─── Provided passage

# Mouse: male bay area



## gotchea (May 4, 2013)

Long story short. A stranger gave me a "baby rat" today. I am trying to find a rescue to help me rehome him. If anyone here knows someone or has interest please contact me. He is super sweet and little mouse. He was housed with baby rats and baby mice. He is super fast and missing half his tail. Anyone know a good home for him?


----------



## ksaxton (Apr 20, 2014)

Sorry I'm too far away from you, but he is so adorable! Look at those huge ears! I'm curious to know the story behind him, why did someone give him to you? 


Sent from Petguide.com Free App


----------



## gotchea (May 4, 2013)

Drat! Thank you though he is a cutie huh? haha he is so funny looking and small! I've never been near a mouse besides the wild ones or the petsore.

I took Wilder to a petstore to look at rat pups, I keep trying to force rats on him. Anyway, he was uninterested in all the pups and then his guy came up to me and was asking about my rat. I said I was looking for a friend for him. After awhile of talking I saw this little guy(maybe girl? I think male) and made girly noises about how sad it was he was missing a tail and so on. I ended up leaving the store and walking away to my car and when I got in the guy came up to my car and handed me a box with this little dude in it. I thought it was so nice of him! I didn't have the heart to tell him that it was a baby mouse not a baby rat. I also couldn't take the baby mouse back to the feeder bin. So I drove home with it. Now I have no clue what to do with him. I fear putting him on Craigslist. I also don't really want to take him to the pound, I just don't feel like they would care too much. I have just been trying to looking up rescues, I emailed Northstar. There is a shelter in another city I might try if nothing else works out.


----------



## ksaxton (Apr 20, 2014)

What does Wilder think of him? If you end up not being able to find a home for him, mice are pretty low maintenance animals, and male mice are usually best housed alone, so maybe you could keep him 


Sent from Petguide.com Free App


----------



## gotchea (May 4, 2013)

Wilder has not come out of his cage since we brought him home. Wilder free ranges the my room, even when I sleep. At this time, he is normally watching tv with me in bed. But he went to his cage when we got back and hasn't shown his face since! Do rats get jealous? Maybe he is mad. Idk. But thank you, that is good to know. I was stressing about how sad the little mouse must feel being alone.


----------



## gotchea (May 4, 2013)

I forced Wilder to come meet him for a moment. Wilder smelt him, he pawed the mouse and bit the mouse's face (not hard), then ran off, then came back to smell once again before running away again. Sorry for the dirty bed, i'm folding clothes.

──────
─── Dataset extract

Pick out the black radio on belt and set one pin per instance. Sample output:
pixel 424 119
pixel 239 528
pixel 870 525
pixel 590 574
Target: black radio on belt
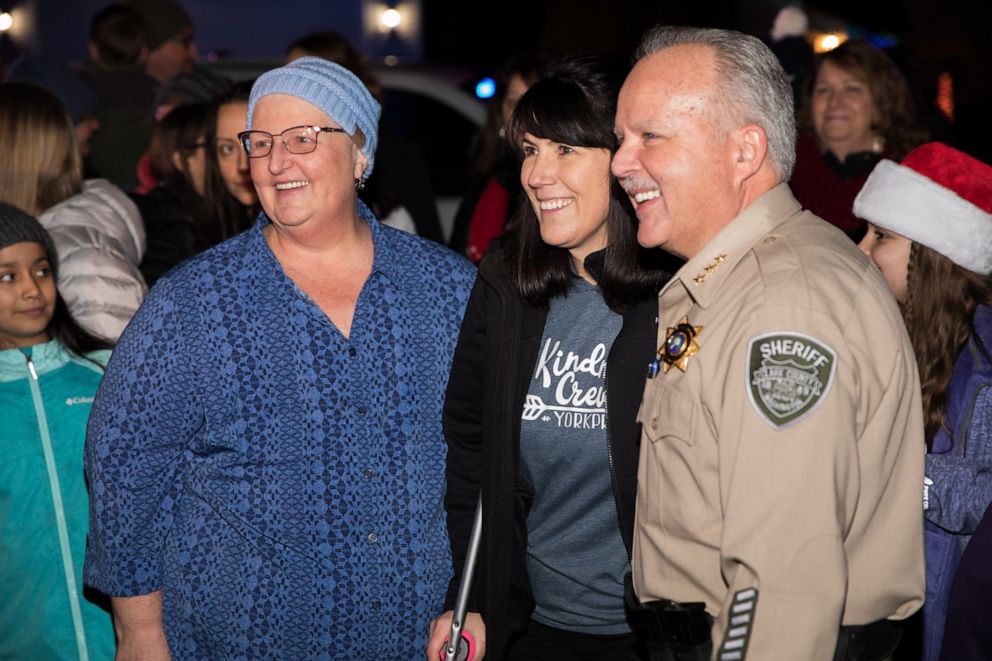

──────

Reproduce the part of the forum thread from "Sorry I'm too" to "or the petsore." word for word. The data above plays no part in what comes next.

Exercise solution:
Sorry I'm too far away from you, but he is so adorable! Look at those huge ears! I'm curious to know the story behind him, why did someone give him to you? 


Sent from Petguide.com Free App


----------



## gotchea (May 4, 2013)

Drat! Thank you though he is a cutie huh? haha he is so funny looking and small! I've never been near a mouse besides the wild ones or the petsore.